Stated problem: Find every line in the records below that contains the word "white", and copy each of those lines.

------

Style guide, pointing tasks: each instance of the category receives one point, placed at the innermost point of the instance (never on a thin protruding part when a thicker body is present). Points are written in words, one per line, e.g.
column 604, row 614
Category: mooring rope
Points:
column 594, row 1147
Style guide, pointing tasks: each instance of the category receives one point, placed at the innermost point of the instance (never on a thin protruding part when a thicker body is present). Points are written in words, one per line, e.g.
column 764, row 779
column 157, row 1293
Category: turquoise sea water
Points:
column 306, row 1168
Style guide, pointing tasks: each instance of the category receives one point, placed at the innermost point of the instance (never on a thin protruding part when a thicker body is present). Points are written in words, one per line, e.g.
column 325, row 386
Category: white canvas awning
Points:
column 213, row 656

------

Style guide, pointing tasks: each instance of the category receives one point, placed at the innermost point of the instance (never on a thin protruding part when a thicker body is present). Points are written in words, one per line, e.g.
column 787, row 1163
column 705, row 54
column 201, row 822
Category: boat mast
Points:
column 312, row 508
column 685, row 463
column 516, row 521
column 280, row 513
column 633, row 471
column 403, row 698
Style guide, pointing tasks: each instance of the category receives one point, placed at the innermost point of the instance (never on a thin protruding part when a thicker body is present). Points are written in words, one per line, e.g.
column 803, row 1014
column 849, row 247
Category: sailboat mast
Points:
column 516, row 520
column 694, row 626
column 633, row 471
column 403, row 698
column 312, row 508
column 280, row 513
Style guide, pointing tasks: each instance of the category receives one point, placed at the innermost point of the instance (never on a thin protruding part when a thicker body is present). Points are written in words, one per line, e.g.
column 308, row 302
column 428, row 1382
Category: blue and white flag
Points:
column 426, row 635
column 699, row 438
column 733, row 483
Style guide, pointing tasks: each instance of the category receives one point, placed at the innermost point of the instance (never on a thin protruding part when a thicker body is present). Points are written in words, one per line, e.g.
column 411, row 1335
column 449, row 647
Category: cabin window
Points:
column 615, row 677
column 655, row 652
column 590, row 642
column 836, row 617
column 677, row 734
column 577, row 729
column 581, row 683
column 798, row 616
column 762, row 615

------

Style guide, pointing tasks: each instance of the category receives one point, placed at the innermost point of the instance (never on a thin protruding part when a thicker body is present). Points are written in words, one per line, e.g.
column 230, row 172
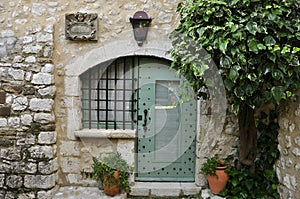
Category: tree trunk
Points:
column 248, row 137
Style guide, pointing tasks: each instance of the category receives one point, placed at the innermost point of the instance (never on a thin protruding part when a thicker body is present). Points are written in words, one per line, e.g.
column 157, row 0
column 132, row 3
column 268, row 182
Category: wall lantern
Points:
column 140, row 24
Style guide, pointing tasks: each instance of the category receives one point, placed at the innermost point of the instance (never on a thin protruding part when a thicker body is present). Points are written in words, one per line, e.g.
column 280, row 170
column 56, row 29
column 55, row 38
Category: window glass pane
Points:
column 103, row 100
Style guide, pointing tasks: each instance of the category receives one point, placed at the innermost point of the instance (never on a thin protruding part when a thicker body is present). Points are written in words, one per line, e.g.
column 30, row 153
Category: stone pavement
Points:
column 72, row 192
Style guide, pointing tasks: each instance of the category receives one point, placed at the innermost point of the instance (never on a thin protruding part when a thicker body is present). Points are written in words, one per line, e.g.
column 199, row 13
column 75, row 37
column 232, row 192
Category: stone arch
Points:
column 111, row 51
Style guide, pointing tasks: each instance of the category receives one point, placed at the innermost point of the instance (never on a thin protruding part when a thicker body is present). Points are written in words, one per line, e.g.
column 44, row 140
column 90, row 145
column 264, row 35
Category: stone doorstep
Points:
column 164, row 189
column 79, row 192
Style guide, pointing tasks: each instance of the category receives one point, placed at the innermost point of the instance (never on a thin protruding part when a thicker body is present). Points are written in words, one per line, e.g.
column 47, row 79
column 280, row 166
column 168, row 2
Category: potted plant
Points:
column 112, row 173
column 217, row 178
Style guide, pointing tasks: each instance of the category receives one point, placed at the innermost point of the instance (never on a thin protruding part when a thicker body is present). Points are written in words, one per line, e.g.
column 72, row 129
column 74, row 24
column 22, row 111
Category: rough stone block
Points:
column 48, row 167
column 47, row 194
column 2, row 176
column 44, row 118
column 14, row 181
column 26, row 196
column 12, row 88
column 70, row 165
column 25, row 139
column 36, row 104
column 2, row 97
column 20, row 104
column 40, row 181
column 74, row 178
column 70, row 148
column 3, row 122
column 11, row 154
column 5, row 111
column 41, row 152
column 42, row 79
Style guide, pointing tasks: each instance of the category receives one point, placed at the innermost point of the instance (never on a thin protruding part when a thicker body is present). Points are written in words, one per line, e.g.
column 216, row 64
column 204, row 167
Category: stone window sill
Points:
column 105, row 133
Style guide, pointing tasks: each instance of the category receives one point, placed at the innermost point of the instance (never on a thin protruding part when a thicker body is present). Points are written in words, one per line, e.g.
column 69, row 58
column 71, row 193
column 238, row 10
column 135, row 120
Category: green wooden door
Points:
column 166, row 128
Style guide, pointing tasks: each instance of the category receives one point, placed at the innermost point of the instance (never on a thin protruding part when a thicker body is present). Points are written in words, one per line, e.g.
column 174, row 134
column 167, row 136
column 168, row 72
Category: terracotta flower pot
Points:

------

Response to the task:
Category: white canvas awning
Category: blue and white flag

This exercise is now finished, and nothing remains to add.